Required work —
Output the lines below without any changes, beginning with the line that contains "Trace the outline of every instance of the grassy" and continuing through the last line, including both.

**********

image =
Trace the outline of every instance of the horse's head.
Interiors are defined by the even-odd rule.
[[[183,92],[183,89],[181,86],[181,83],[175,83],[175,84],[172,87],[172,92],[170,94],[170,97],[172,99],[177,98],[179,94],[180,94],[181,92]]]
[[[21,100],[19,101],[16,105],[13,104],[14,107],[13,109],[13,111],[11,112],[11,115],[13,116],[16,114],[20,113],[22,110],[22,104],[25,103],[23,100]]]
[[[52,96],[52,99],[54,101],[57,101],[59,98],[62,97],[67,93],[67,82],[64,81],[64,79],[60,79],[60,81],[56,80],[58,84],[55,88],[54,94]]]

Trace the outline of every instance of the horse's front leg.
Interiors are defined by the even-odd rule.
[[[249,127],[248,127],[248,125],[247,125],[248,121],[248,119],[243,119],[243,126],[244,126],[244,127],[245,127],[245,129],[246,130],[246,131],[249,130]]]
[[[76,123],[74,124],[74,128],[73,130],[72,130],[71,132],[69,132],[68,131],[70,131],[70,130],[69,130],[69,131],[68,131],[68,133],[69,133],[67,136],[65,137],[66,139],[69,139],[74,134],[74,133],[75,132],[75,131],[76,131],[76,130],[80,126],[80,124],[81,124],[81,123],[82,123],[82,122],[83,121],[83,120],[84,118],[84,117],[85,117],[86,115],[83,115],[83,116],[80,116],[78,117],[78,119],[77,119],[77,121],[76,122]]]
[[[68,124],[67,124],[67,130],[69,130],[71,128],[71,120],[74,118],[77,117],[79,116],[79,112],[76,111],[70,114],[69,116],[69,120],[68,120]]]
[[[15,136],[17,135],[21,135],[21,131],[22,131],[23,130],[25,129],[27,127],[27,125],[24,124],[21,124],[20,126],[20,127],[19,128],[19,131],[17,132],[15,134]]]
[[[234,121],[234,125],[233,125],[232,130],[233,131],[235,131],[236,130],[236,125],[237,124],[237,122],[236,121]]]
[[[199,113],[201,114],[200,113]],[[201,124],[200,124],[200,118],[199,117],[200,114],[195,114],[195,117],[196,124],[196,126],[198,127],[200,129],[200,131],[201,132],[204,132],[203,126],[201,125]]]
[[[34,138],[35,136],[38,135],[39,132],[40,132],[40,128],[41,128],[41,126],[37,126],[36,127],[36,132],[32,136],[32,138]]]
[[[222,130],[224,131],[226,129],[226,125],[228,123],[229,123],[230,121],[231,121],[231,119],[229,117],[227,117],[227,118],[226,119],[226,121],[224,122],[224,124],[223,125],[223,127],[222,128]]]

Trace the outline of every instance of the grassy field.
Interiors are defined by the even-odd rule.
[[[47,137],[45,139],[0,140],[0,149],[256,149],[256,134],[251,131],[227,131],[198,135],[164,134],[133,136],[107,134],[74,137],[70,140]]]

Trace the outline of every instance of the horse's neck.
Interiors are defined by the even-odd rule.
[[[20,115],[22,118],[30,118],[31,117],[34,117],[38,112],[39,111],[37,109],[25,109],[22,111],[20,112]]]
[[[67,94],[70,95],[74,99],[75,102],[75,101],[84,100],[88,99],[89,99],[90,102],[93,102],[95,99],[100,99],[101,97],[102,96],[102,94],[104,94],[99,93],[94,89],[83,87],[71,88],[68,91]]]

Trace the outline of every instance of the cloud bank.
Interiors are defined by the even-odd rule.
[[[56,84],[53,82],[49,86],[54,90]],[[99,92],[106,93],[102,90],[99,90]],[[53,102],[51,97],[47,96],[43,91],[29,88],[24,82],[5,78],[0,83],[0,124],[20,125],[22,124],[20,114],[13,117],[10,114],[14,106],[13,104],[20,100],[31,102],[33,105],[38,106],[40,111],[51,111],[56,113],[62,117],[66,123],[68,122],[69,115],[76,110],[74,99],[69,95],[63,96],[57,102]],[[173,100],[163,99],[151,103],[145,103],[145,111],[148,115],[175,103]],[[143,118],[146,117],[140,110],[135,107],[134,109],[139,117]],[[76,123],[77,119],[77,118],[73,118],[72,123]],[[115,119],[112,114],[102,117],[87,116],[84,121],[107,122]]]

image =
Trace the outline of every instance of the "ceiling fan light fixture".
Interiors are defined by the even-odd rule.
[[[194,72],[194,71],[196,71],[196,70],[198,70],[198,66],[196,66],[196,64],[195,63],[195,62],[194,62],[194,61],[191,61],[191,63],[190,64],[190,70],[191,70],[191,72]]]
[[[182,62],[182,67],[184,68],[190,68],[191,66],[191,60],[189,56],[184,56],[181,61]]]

**********

Output for this exercise —
Trace the outline of every instance of the grassy field.
Interiors are defined by the even-odd rule.
[[[47,137],[45,139],[0,140],[0,149],[256,149],[256,134],[251,131],[227,131],[198,135],[164,134],[133,136],[107,134],[74,137],[70,140]]]

Trace the outline of every instance of the horse's neck.
Interiors are defined by the even-odd rule.
[[[20,115],[22,118],[30,118],[31,117],[34,117],[38,112],[39,111],[37,109],[25,109],[22,111],[20,112]]]
[[[67,94],[70,95],[74,99],[75,102],[75,101],[84,100],[88,99],[89,99],[90,102],[93,102],[95,99],[100,99],[101,97],[102,96],[102,94],[104,94],[99,93],[94,89],[83,87],[71,88],[68,91]]]

Trace the outline of every instance of the cloud bank.
Interiors are defined by the even-odd rule.
[[[56,84],[53,82],[49,86],[54,90]],[[99,92],[106,93],[102,90],[99,90]],[[53,102],[51,97],[47,96],[43,91],[29,88],[24,82],[5,78],[0,83],[0,124],[20,125],[22,124],[20,114],[13,117],[10,114],[14,106],[13,104],[20,100],[31,102],[33,105],[38,106],[40,111],[51,111],[56,113],[62,117],[66,123],[68,122],[69,115],[76,110],[74,99],[69,95],[63,96],[57,102]],[[173,100],[163,99],[151,103],[145,103],[145,111],[148,115],[175,103]],[[143,118],[146,117],[140,110],[135,107],[134,109],[139,117]],[[76,123],[77,119],[77,118],[73,118],[72,123]],[[115,119],[112,114],[102,117],[87,116],[84,121],[107,122]]]

image =
Trace the outline of every instance of the "ceiling fan light fixture".
Interiors are defined by the even-odd rule.
[[[194,72],[194,71],[196,71],[196,70],[198,70],[198,66],[196,66],[196,64],[195,63],[195,62],[194,62],[194,61],[191,61],[191,63],[190,64],[190,70],[191,70],[191,72]]]
[[[182,62],[182,67],[184,68],[190,68],[191,66],[191,60],[189,56],[184,56],[181,61]]]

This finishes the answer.